BEGIN Dataset entries

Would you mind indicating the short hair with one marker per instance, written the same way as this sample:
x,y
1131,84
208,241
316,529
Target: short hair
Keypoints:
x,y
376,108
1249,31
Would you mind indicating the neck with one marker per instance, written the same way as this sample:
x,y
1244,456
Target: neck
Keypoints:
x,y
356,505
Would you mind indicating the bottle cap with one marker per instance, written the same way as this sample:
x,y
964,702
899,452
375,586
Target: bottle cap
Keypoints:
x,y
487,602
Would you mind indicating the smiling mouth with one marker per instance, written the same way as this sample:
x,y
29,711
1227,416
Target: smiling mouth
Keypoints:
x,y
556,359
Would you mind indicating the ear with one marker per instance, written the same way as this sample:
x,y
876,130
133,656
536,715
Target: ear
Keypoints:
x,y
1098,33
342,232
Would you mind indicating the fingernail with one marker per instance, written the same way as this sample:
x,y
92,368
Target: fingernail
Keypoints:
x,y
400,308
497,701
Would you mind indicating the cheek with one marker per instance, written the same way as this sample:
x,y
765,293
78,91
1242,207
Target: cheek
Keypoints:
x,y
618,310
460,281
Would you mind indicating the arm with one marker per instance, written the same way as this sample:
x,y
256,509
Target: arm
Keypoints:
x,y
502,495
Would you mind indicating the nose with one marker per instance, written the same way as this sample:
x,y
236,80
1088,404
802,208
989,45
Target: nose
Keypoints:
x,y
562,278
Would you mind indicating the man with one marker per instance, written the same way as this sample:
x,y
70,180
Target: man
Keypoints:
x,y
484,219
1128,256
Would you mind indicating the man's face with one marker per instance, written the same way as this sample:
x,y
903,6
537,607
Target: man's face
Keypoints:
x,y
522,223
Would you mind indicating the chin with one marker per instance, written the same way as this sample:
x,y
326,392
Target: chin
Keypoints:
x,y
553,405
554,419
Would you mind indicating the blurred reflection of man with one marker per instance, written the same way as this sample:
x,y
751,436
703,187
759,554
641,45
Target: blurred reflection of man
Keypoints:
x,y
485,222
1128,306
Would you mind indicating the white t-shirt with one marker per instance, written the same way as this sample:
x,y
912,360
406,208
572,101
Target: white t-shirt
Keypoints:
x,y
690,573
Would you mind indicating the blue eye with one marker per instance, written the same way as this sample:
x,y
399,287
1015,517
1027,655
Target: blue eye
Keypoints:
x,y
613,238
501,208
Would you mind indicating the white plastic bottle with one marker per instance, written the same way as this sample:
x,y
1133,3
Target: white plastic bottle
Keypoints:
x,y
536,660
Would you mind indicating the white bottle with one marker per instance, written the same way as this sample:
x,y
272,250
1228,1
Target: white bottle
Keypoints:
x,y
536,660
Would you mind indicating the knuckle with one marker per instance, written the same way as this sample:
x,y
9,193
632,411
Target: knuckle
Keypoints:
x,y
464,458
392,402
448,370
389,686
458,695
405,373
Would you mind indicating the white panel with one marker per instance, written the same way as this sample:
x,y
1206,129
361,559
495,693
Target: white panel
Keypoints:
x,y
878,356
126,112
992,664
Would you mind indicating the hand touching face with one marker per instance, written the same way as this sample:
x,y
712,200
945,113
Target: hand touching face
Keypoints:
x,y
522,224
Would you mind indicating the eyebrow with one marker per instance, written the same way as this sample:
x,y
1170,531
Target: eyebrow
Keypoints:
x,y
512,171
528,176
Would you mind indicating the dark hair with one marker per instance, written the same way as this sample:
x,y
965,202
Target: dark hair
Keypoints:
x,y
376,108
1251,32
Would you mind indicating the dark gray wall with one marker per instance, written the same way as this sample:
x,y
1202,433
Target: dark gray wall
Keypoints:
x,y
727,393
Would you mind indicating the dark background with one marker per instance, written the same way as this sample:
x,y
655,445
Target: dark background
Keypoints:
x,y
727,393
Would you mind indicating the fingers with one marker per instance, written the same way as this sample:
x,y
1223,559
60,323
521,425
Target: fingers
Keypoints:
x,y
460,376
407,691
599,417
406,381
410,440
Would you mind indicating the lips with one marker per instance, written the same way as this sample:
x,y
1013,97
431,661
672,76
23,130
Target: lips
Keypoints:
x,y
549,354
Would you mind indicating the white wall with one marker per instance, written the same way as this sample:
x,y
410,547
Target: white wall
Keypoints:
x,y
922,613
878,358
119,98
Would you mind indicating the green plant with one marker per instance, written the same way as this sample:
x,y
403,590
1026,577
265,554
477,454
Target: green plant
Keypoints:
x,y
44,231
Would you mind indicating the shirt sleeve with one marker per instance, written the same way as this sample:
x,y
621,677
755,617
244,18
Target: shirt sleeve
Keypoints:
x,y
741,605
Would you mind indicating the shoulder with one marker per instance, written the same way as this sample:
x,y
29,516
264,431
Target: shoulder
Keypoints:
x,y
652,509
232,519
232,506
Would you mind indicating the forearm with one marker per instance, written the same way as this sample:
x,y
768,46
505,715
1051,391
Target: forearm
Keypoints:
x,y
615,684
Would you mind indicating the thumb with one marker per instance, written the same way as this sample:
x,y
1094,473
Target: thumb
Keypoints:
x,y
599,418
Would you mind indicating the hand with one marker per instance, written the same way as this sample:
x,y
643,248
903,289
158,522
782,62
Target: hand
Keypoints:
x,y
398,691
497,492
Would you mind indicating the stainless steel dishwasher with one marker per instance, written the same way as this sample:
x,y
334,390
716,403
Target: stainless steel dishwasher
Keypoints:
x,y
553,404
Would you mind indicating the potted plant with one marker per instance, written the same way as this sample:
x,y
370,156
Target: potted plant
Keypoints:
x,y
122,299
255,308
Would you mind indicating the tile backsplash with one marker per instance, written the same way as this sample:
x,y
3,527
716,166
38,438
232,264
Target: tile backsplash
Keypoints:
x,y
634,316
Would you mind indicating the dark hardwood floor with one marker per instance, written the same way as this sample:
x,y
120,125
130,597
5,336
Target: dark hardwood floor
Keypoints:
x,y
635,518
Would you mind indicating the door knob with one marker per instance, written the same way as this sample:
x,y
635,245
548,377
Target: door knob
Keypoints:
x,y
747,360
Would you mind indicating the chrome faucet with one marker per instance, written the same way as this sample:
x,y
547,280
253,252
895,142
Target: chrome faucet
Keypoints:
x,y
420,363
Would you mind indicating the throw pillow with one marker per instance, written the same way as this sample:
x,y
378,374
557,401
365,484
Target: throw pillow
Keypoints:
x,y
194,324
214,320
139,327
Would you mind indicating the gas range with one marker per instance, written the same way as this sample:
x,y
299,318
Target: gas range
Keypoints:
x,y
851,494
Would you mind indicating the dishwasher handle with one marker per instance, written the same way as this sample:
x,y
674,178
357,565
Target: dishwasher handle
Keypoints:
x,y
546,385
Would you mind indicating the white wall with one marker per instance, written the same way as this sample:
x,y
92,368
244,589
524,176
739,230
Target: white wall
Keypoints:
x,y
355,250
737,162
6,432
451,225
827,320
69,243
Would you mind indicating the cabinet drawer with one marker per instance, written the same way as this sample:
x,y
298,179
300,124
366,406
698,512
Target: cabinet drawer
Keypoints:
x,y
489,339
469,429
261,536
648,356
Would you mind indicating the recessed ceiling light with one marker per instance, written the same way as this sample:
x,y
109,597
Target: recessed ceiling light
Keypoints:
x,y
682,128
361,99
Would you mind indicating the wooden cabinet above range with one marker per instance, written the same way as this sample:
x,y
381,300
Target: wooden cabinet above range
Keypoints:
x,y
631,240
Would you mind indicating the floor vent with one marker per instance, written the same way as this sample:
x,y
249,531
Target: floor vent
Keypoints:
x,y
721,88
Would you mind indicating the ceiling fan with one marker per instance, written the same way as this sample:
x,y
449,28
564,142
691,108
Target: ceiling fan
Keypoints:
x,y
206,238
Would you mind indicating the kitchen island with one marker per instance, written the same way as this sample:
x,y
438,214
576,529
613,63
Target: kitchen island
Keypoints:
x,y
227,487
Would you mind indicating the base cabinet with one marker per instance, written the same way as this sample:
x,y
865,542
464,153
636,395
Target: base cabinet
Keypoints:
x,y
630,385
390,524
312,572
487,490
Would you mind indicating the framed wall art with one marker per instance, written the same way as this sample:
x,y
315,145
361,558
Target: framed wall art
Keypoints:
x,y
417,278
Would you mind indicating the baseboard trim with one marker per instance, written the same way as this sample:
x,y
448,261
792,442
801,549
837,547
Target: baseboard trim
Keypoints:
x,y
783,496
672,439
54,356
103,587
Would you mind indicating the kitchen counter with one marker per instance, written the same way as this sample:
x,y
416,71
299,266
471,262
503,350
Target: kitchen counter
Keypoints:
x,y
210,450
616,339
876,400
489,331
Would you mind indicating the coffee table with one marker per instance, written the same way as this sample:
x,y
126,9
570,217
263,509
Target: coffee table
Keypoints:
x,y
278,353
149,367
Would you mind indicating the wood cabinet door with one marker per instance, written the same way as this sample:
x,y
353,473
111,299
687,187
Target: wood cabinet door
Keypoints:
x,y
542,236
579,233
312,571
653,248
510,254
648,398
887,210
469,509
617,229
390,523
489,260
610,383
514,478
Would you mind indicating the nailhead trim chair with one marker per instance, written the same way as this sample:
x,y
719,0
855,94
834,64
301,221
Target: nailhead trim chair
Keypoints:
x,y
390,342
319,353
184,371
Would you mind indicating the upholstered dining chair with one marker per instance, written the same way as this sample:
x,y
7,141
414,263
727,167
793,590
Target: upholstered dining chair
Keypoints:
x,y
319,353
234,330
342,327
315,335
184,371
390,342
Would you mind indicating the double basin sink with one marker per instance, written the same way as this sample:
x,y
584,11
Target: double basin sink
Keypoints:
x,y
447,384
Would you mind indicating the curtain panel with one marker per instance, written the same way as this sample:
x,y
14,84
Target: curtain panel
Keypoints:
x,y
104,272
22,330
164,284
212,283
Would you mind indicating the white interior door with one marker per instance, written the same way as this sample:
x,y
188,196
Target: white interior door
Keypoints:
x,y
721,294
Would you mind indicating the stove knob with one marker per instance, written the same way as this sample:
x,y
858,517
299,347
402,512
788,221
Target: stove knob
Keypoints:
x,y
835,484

END Dataset entries

Instruction: Please reproduce word for word every line of the records, starting at the line that contains "Would you mind indicating the nailhead" and ending at the last line of the records.

Full solution:
Would you mind indicating the nailhead trim chair with one marker per instance, written the same way as this sample:
x,y
719,0
855,94
834,64
301,221
Target: nailhead trim chair
Keypoints:
x,y
390,342
319,353
184,371
Would you mind indicating the upholstered dining chair with one marker per instance, written the same way as this sample:
x,y
7,141
414,263
727,167
793,590
Target: upholstered dining chair
Keypoints:
x,y
319,353
234,330
342,327
315,335
184,371
390,342
Would you mind indicating the double basin sink with one marker per instance, written the same way as this sample:
x,y
584,11
Target: double basin sink
Keypoints:
x,y
447,384
Would you mind indicating the curtain panel with one marker per instance, written the same way as this sample:
x,y
14,84
Target: curtain panel
Keypoints:
x,y
104,272
22,330
164,284
212,283
Would you mind indicating the white interior door with one marker per instance, written the same way as this sample:
x,y
188,196
Target: white interior door
Keypoints:
x,y
721,294
Would you mind indicating the stove knob with one marker per instance, written the same way as this sample:
x,y
858,517
299,347
402,512
788,221
Target: stove knob
Keypoints:
x,y
835,484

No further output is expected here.